(ENTRIES PROVIDED Opens)

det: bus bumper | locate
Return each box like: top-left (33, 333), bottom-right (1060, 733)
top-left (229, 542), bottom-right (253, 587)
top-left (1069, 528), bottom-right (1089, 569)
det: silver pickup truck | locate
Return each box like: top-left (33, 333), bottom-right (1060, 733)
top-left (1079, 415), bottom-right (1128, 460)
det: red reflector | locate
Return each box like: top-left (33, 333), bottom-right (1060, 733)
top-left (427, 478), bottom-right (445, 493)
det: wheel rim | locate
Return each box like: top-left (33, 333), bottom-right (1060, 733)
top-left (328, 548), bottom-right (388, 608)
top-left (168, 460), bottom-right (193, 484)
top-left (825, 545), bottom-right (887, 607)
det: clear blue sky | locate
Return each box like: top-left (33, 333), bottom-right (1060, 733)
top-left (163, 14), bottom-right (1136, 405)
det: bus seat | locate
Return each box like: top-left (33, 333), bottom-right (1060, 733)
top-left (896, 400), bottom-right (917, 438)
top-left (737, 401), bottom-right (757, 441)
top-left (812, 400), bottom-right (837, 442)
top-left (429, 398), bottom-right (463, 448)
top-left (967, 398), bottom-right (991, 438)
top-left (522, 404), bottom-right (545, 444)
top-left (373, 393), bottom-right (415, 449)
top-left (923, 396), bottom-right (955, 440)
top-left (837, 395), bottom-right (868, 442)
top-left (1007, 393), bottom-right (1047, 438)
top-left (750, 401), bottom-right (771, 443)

(ENTRIES PROVIDED Closes)
(ENTRIES PROVIDED Opens)

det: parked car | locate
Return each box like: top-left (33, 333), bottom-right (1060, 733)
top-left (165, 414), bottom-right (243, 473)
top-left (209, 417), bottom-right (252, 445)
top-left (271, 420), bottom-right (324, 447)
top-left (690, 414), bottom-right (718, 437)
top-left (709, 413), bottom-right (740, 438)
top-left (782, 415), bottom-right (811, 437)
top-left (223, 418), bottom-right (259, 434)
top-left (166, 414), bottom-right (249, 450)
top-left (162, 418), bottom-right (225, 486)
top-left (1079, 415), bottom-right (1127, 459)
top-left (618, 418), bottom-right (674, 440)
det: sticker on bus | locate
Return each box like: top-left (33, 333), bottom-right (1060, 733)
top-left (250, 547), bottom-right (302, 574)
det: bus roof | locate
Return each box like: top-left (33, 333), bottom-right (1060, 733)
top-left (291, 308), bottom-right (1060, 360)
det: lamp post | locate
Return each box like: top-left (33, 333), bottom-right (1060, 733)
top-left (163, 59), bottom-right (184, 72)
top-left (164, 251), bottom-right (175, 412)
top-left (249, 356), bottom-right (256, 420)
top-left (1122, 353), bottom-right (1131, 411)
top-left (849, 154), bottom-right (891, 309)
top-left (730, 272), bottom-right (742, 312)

(ENTRIES PROVIDED Closes)
(ENTRIES PROVIDED Opens)

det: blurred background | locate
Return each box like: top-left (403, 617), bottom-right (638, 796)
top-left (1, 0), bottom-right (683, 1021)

(ENTRIES PROVIDED Closes)

- WHAT IS REQUIRED
Taking the entries above, write out exactly the lines starting with the line containing "det: parked car | locate" and going on through the line containing "det: sticker on bus | locate", both included, and nothing else.

- SOLVED EXERCISE
det: parked car | locate
Return each box like: top-left (33, 333), bottom-right (1060, 733)
top-left (165, 414), bottom-right (243, 473)
top-left (209, 417), bottom-right (252, 445)
top-left (271, 420), bottom-right (324, 447)
top-left (690, 414), bottom-right (718, 437)
top-left (709, 413), bottom-right (740, 438)
top-left (782, 415), bottom-right (811, 437)
top-left (223, 418), bottom-right (259, 434)
top-left (166, 414), bottom-right (249, 450)
top-left (162, 418), bottom-right (225, 486)
top-left (1079, 415), bottom-right (1127, 459)
top-left (618, 418), bottom-right (674, 440)
det: sticker on bus | locate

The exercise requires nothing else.